=== DATASET EXCERPTS ===

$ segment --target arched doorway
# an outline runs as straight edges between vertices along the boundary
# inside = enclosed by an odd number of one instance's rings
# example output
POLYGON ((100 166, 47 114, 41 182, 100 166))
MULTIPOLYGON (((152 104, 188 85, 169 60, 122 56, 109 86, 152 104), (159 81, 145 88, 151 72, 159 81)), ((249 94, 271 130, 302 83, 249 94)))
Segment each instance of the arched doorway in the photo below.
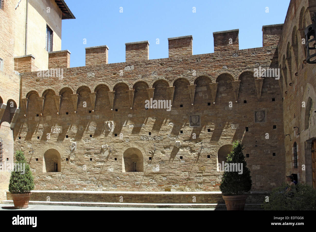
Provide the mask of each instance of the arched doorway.
POLYGON ((226 161, 226 158, 228 154, 232 151, 233 145, 231 144, 226 144, 222 146, 217 152, 217 163, 222 164, 224 161, 226 161))
POLYGON ((49 149, 44 153, 43 158, 43 172, 57 172, 60 171, 60 154, 54 148, 49 149))
POLYGON ((143 172, 144 170, 143 155, 136 147, 130 147, 123 153, 123 172, 143 172))

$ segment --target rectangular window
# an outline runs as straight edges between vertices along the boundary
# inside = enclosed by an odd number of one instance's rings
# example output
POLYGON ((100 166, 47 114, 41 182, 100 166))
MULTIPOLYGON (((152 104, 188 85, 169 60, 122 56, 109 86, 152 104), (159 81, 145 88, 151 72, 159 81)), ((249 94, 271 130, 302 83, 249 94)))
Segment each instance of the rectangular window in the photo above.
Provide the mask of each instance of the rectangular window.
MULTIPOLYGON (((1 0, 0 0, 0 2, 1 0)), ((0 71, 3 71, 3 60, 0 58, 0 71)))
POLYGON ((137 171, 137 163, 136 162, 133 162, 133 171, 137 171))
POLYGON ((53 31, 48 26, 46 26, 46 51, 53 51, 53 31))

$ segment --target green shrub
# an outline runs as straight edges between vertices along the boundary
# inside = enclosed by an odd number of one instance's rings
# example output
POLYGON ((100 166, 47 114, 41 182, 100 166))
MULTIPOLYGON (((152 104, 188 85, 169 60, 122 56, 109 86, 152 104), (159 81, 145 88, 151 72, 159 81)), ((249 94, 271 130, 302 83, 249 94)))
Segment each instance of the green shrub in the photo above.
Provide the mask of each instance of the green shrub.
POLYGON ((30 165, 27 162, 23 152, 16 151, 15 158, 16 162, 14 170, 11 172, 9 191, 11 193, 30 193, 34 188, 33 175, 30 165))
POLYGON ((233 143, 232 150, 226 160, 228 163, 243 164, 242 174, 238 172, 225 171, 223 175, 220 189, 224 195, 240 195, 250 191, 252 185, 250 171, 242 153, 242 144, 236 141, 233 143))
POLYGON ((306 184, 298 184, 296 192, 289 194, 285 191, 288 184, 275 188, 261 207, 265 210, 316 210, 316 189, 306 184))

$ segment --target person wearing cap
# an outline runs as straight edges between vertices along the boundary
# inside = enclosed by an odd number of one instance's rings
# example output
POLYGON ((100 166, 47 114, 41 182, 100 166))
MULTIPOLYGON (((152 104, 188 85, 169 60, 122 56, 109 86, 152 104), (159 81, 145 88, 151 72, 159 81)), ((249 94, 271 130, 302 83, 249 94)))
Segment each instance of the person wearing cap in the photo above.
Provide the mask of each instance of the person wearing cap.
POLYGON ((289 182, 289 186, 286 187, 286 192, 290 192, 292 194, 294 194, 294 189, 295 189, 295 184, 293 182, 294 178, 291 175, 288 175, 286 177, 287 180, 289 182))

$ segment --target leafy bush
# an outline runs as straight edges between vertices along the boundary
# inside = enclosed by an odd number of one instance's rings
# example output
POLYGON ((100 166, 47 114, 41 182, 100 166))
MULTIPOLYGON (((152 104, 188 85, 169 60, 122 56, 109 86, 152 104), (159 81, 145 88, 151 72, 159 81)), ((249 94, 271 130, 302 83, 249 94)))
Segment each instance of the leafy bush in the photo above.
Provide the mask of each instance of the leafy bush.
POLYGON ((269 202, 265 201, 261 207, 265 210, 316 210, 316 189, 299 183, 295 187, 296 192, 290 194, 285 191, 288 185, 284 183, 272 189, 269 202))
POLYGON ((239 174, 238 172, 225 172, 220 189, 224 195, 240 195, 250 191, 252 181, 250 170, 247 167, 247 162, 242 153, 242 144, 236 141, 233 144, 232 150, 227 156, 226 163, 242 164, 242 174, 239 174))
POLYGON ((9 191, 11 193, 30 193, 34 188, 33 175, 30 165, 27 162, 23 152, 16 151, 15 158, 16 162, 15 168, 11 172, 10 178, 9 191))

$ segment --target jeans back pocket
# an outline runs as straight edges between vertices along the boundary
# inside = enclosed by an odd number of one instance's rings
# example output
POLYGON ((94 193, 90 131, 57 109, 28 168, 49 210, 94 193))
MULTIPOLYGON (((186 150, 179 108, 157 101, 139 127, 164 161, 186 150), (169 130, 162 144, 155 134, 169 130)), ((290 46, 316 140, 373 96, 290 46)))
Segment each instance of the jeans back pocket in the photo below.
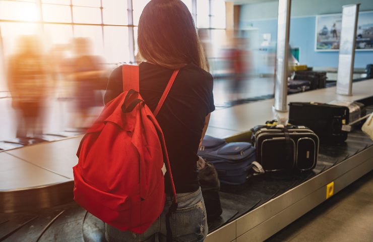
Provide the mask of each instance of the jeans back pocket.
POLYGON ((196 204, 179 208, 172 213, 172 236, 175 241, 197 242, 206 237, 207 222, 206 210, 201 200, 196 204))

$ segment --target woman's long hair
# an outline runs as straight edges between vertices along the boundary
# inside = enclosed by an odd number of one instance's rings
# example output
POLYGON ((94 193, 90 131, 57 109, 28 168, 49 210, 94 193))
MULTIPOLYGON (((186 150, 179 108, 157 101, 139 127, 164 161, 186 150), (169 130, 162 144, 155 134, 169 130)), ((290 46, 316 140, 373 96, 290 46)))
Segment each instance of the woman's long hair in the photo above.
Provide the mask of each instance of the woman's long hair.
POLYGON ((180 0, 152 0, 139 22, 138 45, 141 57, 170 69, 192 63, 207 65, 193 19, 180 0))

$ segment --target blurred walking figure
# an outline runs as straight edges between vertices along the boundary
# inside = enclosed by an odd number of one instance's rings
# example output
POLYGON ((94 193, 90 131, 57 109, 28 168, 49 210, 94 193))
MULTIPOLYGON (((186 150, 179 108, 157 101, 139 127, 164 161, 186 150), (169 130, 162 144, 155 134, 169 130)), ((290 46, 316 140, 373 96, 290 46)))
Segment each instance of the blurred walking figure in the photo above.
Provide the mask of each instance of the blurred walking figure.
POLYGON ((72 125, 85 129, 90 125, 88 118, 91 108, 103 105, 102 95, 96 91, 106 88, 107 79, 102 77, 106 71, 102 66, 101 58, 92 54, 88 38, 76 38, 72 46, 75 57, 71 62, 70 76, 75 84, 75 115, 72 125))
POLYGON ((229 60, 230 72, 233 73, 231 82, 231 99, 235 100, 241 98, 242 83, 246 77, 249 64, 247 62, 248 52, 246 49, 245 40, 236 37, 233 39, 233 44, 229 49, 228 57, 229 60))
POLYGON ((8 62, 8 87, 18 115, 17 137, 32 137, 42 133, 46 68, 37 36, 22 36, 18 41, 18 52, 8 62))

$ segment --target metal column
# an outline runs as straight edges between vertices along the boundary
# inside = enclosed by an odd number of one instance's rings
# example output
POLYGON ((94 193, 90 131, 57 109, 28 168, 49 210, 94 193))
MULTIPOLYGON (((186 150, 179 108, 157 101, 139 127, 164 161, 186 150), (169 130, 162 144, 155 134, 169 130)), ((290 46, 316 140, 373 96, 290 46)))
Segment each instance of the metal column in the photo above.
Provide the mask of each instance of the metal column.
POLYGON ((352 95, 352 75, 359 4, 342 7, 336 93, 352 95))
POLYGON ((277 49, 276 57, 275 105, 277 111, 287 109, 288 58, 291 0, 279 0, 277 19, 277 49))

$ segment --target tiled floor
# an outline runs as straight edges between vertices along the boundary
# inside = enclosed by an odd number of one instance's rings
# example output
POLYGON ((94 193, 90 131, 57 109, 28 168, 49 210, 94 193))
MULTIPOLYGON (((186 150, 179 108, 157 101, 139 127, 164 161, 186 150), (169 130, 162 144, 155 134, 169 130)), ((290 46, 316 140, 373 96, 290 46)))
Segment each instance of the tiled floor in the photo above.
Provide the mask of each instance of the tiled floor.
POLYGON ((373 171, 267 242, 373 241, 373 171))

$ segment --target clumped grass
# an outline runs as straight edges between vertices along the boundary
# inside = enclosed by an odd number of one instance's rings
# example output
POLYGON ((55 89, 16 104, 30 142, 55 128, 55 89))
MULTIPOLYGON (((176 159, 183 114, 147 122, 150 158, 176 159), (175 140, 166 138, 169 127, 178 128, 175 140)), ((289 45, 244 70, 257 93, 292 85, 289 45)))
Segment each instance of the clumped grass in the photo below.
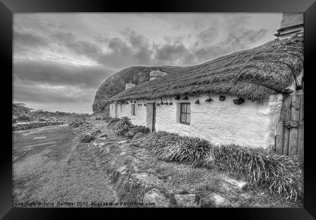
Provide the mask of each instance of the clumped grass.
POLYGON ((302 198, 302 175, 296 159, 261 148, 214 145, 205 140, 165 131, 152 132, 136 141, 166 161, 187 162, 193 166, 218 167, 237 172, 250 184, 267 188, 286 199, 302 198))
POLYGON ((90 142, 94 139, 94 136, 90 134, 84 134, 80 136, 80 139, 81 142, 90 142))
POLYGON ((124 135, 126 137, 133 137, 138 133, 148 134, 150 132, 150 129, 145 126, 134 126, 130 128, 124 135))
POLYGON ((123 117, 114 126, 113 132, 116 134, 124 134, 128 131, 131 125, 131 120, 127 117, 123 117))
POLYGON ((85 115, 79 115, 77 114, 70 114, 68 116, 68 120, 70 125, 74 124, 83 124, 87 121, 87 117, 85 115))
POLYGON ((152 151, 161 160, 190 162, 193 165, 200 164, 211 148, 206 140, 165 131, 151 133, 136 142, 152 151))
POLYGON ((108 124, 107 125, 107 127, 108 128, 113 128, 114 123, 115 123, 116 122, 117 122, 119 121, 120 121, 120 119, 119 118, 111 118, 108 121, 108 124))
POLYGON ((266 186, 287 199, 301 197, 303 177, 297 160, 261 148, 235 145, 215 146, 205 164, 237 172, 256 186, 266 186))

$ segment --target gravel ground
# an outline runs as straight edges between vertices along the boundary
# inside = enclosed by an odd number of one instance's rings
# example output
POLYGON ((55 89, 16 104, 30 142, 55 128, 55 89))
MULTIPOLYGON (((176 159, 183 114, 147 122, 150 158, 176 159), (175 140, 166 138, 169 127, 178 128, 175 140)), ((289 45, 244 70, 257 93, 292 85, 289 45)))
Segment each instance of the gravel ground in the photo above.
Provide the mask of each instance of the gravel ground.
POLYGON ((87 152, 88 143, 80 143, 69 126, 14 131, 13 137, 14 206, 68 202, 74 204, 59 207, 91 207, 92 202, 114 202, 106 178, 87 152))

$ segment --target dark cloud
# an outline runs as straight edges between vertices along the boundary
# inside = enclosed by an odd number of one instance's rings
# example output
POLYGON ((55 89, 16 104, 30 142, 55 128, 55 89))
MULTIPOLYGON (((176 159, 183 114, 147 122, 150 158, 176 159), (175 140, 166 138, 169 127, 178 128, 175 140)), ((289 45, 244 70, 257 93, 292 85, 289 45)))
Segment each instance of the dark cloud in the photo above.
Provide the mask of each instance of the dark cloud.
POLYGON ((191 36, 166 36, 164 42, 156 44, 130 29, 121 32, 120 37, 105 35, 96 37, 91 41, 78 40, 74 34, 60 30, 45 37, 33 33, 16 31, 14 43, 18 46, 15 48, 15 55, 22 56, 27 53, 27 57, 14 63, 14 97, 20 101, 37 102, 92 102, 98 86, 108 76, 123 68, 201 63, 249 48, 249 44, 262 38, 267 31, 236 28, 214 45, 212 41, 218 36, 215 29, 210 28, 193 35, 197 40, 190 42, 194 46, 188 47, 184 43, 191 36), (84 55, 100 65, 73 65, 28 59, 32 53, 38 57, 38 51, 42 48, 46 49, 45 53, 60 52, 57 56, 65 61, 71 60, 71 57, 67 57, 68 53, 71 52, 75 57, 84 55))
POLYGON ((255 43, 263 38, 268 32, 267 30, 260 29, 259 31, 239 28, 230 32, 226 40, 219 44, 220 46, 234 50, 248 48, 249 44, 255 43))
POLYGON ((15 31, 13 34, 14 43, 16 46, 27 46, 29 47, 46 46, 48 41, 42 37, 29 33, 21 33, 15 31))
POLYGON ((210 28, 202 31, 197 36, 198 39, 202 43, 211 42, 212 40, 214 40, 217 37, 217 32, 214 28, 210 28))
POLYGON ((96 88, 115 71, 100 66, 73 66, 47 61, 16 62, 14 74, 25 83, 96 88))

===

_PROMPT:_
Write out the part of the listing that begins with the line containing "--target gravel ground" and ends with the line containing "POLYGON ((87 152, 88" as a numbered list. Include both of those lines and skip any blank lines.

_THE COMPLETED TASK:_
1. $ segment --target gravel ground
2. # an outline runs as straight edges between vertices along the boundary
3. # inside = enclosed by an odd number of one instance's rings
4. # example output
5. POLYGON ((55 89, 16 104, 30 142, 55 128, 55 89))
6. MULTIPOLYGON (((176 159, 183 114, 147 122, 150 158, 176 159), (175 140, 166 138, 169 127, 178 128, 175 140)), ((289 45, 244 70, 257 93, 292 85, 289 45)))
7. Segment each instance of the gravel ground in the photo above.
8. Provide the mask of each instance of the gravel ground.
9. POLYGON ((87 152, 88 143, 80 143, 69 126, 14 131, 13 137, 14 206, 68 202, 74 204, 59 207, 91 207, 92 202, 114 202, 106 178, 87 152))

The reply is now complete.